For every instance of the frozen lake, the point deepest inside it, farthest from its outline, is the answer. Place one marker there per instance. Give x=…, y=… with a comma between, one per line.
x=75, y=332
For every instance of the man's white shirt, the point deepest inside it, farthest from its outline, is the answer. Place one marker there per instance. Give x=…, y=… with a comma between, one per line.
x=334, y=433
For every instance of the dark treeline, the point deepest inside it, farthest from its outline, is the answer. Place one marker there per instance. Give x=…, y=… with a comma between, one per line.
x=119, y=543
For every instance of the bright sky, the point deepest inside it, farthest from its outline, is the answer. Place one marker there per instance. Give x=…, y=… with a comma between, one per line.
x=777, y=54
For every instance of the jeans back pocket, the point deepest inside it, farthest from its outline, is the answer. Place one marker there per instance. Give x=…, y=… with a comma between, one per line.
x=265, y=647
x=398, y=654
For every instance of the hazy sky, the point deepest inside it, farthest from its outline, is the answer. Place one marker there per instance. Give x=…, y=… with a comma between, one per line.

[WORK TO BE COMPLETED]: Everything from the line containing "For every instance of the jeans" through the last line of the records must be given again exactly; leave out all other lines.

[ANSWER TO THE EXERCISE]:
For every instance of the jeans back pocket, the point deepest inside it, farthest from its outline, is the answer. Place one marker there per instance. Give x=…, y=… with a comma between, one per line.
x=265, y=647
x=398, y=654
For every instance of the hazy sky, the point deepest inside it, farthest from its outline, is the answer. Place one marker there per instance. Give x=…, y=… with a comma between, one per line.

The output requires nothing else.